◆ **TASK INSTRUCTIONS**:
Copy word for word the lines of the material below, starting at the line containing "Annotation guideline — the target class is concrete" and ending at the line containing "234;154;243;182", both included.

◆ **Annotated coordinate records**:
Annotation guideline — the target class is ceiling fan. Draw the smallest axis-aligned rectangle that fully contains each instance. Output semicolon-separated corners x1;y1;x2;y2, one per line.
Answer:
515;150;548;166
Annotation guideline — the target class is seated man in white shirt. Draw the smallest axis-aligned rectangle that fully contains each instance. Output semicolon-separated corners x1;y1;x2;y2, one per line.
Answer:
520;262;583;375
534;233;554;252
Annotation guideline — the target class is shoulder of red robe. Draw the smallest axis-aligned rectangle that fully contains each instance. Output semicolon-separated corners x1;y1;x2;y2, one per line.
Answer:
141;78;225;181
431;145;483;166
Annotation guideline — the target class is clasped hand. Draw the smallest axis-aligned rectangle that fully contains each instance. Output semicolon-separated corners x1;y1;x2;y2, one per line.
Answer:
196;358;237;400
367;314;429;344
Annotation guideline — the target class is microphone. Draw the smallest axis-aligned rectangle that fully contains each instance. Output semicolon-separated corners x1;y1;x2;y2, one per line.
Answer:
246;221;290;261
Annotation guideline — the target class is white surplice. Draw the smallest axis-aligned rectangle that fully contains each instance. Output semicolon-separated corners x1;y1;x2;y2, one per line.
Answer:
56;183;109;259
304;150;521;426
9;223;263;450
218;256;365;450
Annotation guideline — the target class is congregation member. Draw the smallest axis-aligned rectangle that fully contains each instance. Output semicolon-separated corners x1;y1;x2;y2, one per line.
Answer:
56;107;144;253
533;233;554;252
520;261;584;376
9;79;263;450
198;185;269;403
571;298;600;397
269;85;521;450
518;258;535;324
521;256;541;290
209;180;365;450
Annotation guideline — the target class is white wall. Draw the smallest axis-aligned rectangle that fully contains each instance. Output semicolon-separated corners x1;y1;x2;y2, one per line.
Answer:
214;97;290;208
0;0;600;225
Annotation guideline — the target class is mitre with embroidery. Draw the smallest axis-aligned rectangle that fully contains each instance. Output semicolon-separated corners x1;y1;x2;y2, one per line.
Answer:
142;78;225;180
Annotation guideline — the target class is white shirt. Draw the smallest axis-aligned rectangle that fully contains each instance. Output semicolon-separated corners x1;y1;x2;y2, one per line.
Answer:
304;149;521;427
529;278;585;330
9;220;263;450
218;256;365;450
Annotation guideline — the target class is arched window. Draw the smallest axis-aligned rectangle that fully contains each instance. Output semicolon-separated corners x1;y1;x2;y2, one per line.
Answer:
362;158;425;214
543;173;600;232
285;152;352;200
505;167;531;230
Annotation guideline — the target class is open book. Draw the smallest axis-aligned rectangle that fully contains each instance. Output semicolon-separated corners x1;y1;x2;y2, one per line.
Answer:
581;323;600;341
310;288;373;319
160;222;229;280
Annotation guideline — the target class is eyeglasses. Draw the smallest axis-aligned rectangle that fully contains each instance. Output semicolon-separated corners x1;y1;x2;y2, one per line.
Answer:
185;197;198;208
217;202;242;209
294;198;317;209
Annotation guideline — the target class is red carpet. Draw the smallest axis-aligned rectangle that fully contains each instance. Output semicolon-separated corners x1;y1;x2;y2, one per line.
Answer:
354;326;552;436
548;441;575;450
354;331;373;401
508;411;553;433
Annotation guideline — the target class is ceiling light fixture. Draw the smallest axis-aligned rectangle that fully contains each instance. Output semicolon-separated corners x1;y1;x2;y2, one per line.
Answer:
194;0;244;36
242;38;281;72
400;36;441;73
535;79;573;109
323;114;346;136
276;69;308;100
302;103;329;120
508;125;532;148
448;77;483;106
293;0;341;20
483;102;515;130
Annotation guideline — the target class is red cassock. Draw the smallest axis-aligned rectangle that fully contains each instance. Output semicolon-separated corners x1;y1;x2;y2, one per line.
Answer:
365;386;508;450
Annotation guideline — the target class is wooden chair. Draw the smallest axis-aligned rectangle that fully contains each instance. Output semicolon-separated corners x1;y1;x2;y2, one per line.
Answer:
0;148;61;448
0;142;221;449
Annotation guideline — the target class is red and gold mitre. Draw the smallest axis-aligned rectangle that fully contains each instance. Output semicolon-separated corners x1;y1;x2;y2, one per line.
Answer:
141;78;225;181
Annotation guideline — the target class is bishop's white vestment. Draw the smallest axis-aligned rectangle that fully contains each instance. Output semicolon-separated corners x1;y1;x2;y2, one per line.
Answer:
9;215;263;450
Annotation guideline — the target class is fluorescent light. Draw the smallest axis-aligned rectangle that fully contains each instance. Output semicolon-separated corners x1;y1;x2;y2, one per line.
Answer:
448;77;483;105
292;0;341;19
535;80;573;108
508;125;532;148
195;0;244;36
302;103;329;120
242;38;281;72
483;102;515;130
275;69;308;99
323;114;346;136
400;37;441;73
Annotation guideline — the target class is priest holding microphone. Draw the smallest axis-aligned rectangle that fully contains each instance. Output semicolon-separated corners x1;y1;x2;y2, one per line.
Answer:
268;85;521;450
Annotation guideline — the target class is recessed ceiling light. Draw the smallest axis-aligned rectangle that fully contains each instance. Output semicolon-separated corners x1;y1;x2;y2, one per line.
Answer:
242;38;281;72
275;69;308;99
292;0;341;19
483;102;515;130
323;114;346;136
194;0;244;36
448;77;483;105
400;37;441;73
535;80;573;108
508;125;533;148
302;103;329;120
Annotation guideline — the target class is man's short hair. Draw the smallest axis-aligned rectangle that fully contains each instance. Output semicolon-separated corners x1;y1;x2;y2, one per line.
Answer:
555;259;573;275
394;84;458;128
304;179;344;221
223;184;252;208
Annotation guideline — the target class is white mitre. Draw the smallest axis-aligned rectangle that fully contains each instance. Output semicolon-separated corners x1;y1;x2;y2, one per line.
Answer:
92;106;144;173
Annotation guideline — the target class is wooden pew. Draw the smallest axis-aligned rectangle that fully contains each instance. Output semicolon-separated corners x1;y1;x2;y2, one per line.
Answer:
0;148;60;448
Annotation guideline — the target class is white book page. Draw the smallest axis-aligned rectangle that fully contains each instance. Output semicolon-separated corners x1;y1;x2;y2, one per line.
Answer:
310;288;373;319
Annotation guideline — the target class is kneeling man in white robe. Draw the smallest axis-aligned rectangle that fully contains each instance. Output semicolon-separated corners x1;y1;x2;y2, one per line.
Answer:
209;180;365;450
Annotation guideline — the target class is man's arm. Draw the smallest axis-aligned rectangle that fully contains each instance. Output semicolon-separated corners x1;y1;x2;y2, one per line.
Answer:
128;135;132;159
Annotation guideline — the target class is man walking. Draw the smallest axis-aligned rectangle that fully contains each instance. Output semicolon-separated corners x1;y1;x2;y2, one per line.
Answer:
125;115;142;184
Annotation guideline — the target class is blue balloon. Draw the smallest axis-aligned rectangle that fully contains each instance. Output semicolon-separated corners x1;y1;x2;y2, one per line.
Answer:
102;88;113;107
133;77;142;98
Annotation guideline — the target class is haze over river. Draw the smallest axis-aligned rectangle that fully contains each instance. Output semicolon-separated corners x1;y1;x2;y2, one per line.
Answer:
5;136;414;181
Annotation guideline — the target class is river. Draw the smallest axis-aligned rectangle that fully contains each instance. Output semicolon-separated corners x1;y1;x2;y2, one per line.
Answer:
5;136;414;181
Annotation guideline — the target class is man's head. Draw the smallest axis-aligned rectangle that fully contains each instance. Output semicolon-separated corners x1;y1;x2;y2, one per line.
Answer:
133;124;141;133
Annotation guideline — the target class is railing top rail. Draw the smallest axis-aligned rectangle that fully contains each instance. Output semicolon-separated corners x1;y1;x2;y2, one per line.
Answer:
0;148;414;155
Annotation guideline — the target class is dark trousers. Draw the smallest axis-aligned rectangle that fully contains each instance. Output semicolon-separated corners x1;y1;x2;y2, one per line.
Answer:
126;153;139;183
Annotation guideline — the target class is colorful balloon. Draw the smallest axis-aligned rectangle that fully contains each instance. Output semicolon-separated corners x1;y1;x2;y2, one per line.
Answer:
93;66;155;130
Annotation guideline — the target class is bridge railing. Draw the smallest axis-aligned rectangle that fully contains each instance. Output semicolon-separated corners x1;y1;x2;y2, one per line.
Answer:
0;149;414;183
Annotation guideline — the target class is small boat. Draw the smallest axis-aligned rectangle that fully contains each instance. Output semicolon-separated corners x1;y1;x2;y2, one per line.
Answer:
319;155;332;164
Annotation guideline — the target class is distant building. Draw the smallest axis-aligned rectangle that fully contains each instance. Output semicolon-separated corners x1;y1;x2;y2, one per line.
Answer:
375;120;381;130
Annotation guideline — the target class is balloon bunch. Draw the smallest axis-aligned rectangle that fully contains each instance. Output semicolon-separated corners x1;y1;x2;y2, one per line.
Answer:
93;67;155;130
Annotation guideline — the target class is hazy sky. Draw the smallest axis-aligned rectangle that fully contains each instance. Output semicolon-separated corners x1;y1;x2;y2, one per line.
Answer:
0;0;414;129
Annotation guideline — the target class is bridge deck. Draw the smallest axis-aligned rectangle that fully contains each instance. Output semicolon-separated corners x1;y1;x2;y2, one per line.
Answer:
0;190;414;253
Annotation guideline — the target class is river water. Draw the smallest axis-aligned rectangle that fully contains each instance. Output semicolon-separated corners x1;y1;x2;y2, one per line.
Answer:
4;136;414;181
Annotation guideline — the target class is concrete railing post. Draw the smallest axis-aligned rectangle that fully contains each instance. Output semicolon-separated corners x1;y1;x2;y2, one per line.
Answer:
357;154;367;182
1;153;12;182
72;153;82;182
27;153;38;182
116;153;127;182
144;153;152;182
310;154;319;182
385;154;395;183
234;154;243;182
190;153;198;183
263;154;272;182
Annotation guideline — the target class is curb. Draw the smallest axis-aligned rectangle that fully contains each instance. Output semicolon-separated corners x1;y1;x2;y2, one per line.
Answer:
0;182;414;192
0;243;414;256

◆ **RESULT OF THE TASK**:
Annotation guideline — the target class is concrete railing post. Draw the smallest axis-aligned rectangle that fully contains each instance. Output semicolon-separated corners x1;y1;x2;y2, one per line.
Answer:
357;154;367;182
1;153;12;182
72;153;82;182
27;153;38;182
116;153;127;182
144;153;152;182
310;154;319;182
385;154;395;183
234;154;243;182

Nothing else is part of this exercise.